* Material to process:

[Begin]

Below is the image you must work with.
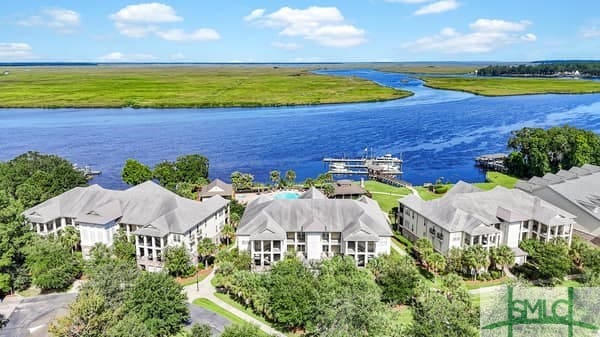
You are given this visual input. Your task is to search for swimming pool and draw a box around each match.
[273,192,300,200]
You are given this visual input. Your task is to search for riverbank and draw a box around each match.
[421,77,600,96]
[0,66,412,108]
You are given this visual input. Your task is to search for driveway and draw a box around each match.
[0,293,230,337]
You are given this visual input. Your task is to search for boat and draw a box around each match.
[73,164,102,180]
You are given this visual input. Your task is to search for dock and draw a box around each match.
[475,153,508,173]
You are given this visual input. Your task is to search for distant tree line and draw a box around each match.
[477,62,600,77]
[506,126,600,178]
[121,154,209,199]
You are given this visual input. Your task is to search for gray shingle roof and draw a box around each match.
[23,181,229,235]
[200,178,233,198]
[400,183,575,234]
[237,189,392,240]
[515,164,600,220]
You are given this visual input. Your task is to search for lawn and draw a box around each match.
[0,66,412,108]
[193,298,246,324]
[365,180,411,214]
[423,77,600,96]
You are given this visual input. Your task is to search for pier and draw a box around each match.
[475,153,508,173]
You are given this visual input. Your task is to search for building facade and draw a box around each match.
[237,188,392,268]
[515,164,600,245]
[23,181,229,271]
[398,182,575,263]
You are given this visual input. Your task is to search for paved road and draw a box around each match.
[0,293,77,337]
[184,270,285,337]
[0,293,230,337]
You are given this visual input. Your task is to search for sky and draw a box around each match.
[0,0,600,62]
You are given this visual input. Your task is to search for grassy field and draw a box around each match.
[365,180,411,213]
[415,171,518,200]
[0,66,412,108]
[423,77,600,96]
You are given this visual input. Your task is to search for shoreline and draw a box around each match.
[0,90,415,110]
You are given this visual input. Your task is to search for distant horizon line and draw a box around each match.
[0,59,600,67]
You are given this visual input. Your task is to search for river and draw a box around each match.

[End]

Rewrite all of the rows above as a numbered list, one line per item, with blank lines dropped and the picture left out.

* Task solution:
1. Below is the image you must work with.
2. You are given this visual input. Your task is to search for swimming pool and draw a box around each match.
3. [273,192,300,200]
4. You are given this visual input. Your task is to search for riverbank and draw a box around each match.
5. [421,77,600,96]
6. [0,66,412,108]
7. You are given this visual input. Your task is to search for driveway and draw a box around each match.
8. [0,293,230,337]
9. You are given this visual input. Your task is to search for boat and draw a box around each match.
10. [73,164,102,180]
11. You are given this visual input. Your task is to search for dock and draw a box around each match.
12. [475,153,508,173]
13. You are given this visual input. Your task is to search for distant tree line and draw a box around each match.
14. [477,62,600,77]
15. [506,126,600,178]
16. [121,154,209,199]
17. You are given this visual input. Your task is to search for gray shingle roof and draw a box around each match.
18. [23,181,229,235]
19. [200,178,233,198]
20. [400,183,575,234]
21. [237,189,392,240]
22. [515,164,600,220]
23. You are given this visual input. Your task is to search for lawn and draw a box around each match.
24. [0,66,412,108]
25. [193,298,246,324]
26. [365,180,411,214]
27. [423,77,600,96]
28. You are given this visual input. Your task is to search for pier and draw a box around each match.
29. [475,153,508,173]
30. You are given this visual input. Your task is to search for building facade and draw a box around each match.
31. [237,188,392,268]
32. [515,164,600,245]
33. [23,181,229,271]
34. [398,182,575,263]
35. You are given this visual input. Your task is to search for paved road and draw a box around each match.
36. [0,293,77,337]
37. [184,270,285,337]
38. [0,293,230,337]
39. You are given this visual input. Your task is to search for sky and draw a box around each match.
40. [0,0,600,62]
41. You are given this visual input. Your task is to search for grassy field and draw a box around each match.
42. [365,180,411,213]
43. [415,171,518,200]
44. [0,66,412,108]
45. [423,77,600,96]
46. You are given this visual input. Your task is to search for shoreline and draw a box around each match.
47. [0,90,415,110]
48. You are given this visual input. Your task is to search for distant horizon line and draw a box around each match.
49. [0,59,600,67]
50. You are given this visual input. Your task is to search for river and draw a box around each match.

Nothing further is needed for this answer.